# [Folgendes bearbeiten]
**a)** Wie viele FPS erreicht glxgears laut dem Forenbeitrag zum i865?
**b)** Erklären Sie anhand des Forenbeitrags zum i865, warum der Verfasser mit glxgears unzufrieden ist, obwohl glxinfo direktes Rendering mit „YES“ angibt.
**c)** Führen Sie den Forenbeitrag zum i865 nach seinem letzten Satz fort.

# [Seitenauszug]
# i865, Xorg-R7, DRI...

## franzf

Hallo

Hab ein riesen Problem, DRI mit dem i865-Intel-Xtreme-Grafikchipsatz (Onboard auf nem Asrock P4i65GV) zum Laufen zu bekommen. Auch die Video-Wiedergabe hakt (ruckelig, mit weniger  als 32 Farben (nicht 32bit ^^), egal ob (K)mplayer oder Xine). Ich habe schon diverse Forenbeiträge und Tutorials durch. Ohne (nennenswerten) Erfolg.

glxinfo gibt bei direct rendering zwar an (YES), aber irgenwie stellen mich 300 FPS bei glxgears nicht zufrieden ... Hab gelesen, das sollten über 1000 (bis 1500) werden.

# [Gesammelte Daten]
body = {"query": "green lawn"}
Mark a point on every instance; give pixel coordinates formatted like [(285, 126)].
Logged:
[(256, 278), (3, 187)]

# [Antworten je Aufgabe]
**a)** Etwa 300 FPS.

**b)** Er erreicht nur 300 FPS. Gelesen hat er aber, dass es über 1000, bis zu 1500 FPS sein sollten.

**c)**
In den verschiedenen Beiträgen wurde empfohlen, im Kernel als Modul, fest, und gar nicht einzubauen (Je nach HowTo...). Alles für xorg-R7... Es sollte doch eigentilch egal sein, ob es jetzt ein i810, i855 oder i865 ist, oder?

Für alle wird der i810-Treiber verwendet. Auf nem Laptop, der deutlich schwächer ist, hab ich den mit dem alten (6.8er) xorg ohne Probleme auf 1200FPS bei glxgears gebracht. Nur hier will es nicht!!!

ARGH!!!!!

Nun bissl infos...

 *lspci | grep -i vga wrote:*   

> 00:02.0 VGA compatible controller: Intel Corporation 82865G Integrated Graphics Controller (rev 02)

 

 *emerge --info wrote:*   

> Portage 2.1_pre7-r2 (default-linux/x86/2006.0, gcc-3.4.5, glibc-2.3.5-r2, 2.6.16-gentoo i686)
> 
> =================================================================
> 
> System uname: 2.6.16-gentoo i686 Intel(R) Celeron(R) CPU 2.40GHz
> ...

 

 */etc/make.conf wrote:*   

> CFLAGS="-O2 -march=i686 -pipe"
> 
> CHOST="i686-pc-linux-gnu"
> 
> CXXFLAGS="${CFLAGS}"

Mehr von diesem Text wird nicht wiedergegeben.